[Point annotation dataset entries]
= = = = = = =

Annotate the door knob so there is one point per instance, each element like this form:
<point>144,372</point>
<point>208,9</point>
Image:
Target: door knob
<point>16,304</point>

= = = = = = =

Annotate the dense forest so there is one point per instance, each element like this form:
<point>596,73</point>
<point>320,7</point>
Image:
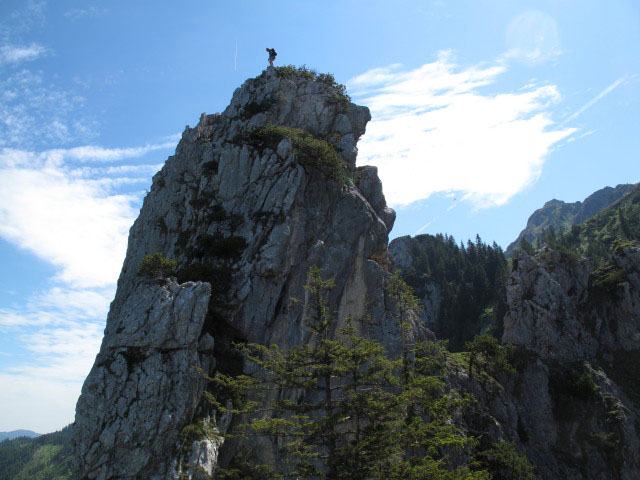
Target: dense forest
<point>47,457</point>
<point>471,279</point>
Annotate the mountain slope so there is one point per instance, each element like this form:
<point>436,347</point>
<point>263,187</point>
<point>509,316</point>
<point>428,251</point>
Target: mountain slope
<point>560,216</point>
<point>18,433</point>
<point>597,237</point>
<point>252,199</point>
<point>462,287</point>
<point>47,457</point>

= = = = = = =

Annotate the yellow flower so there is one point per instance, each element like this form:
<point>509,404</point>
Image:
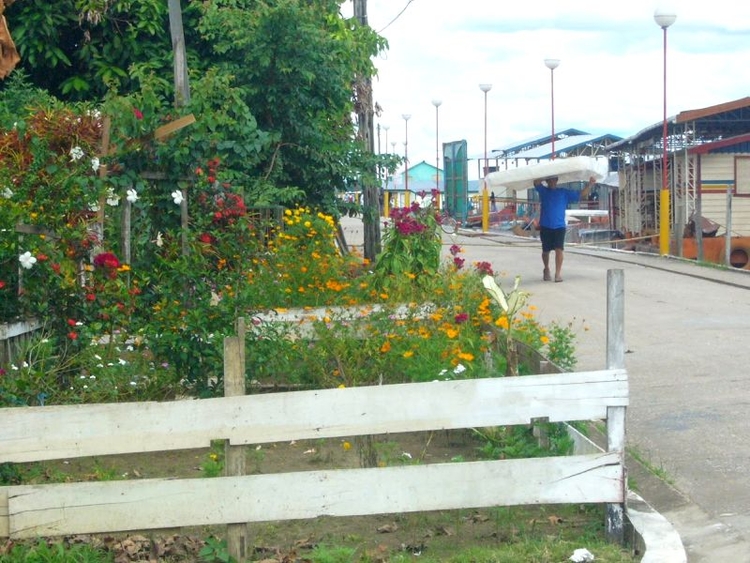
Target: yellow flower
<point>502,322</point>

= = = = = = =

● **WHAT YOU ARE ASKED TO DO**
Rewrite the stretch from the line containing "Annotate the door" through the line containing "<point>16,304</point>" in full, shifting every coordinate in the answer points by -92 and leaving the requests and their sample points unchanged.

● **EXERCISE OUTPUT**
Annotate the door knob so there is one point per instance, each element like this form:
<point>144,372</point>
<point>208,9</point>
Image:
Target: door knob
<point>-76,212</point>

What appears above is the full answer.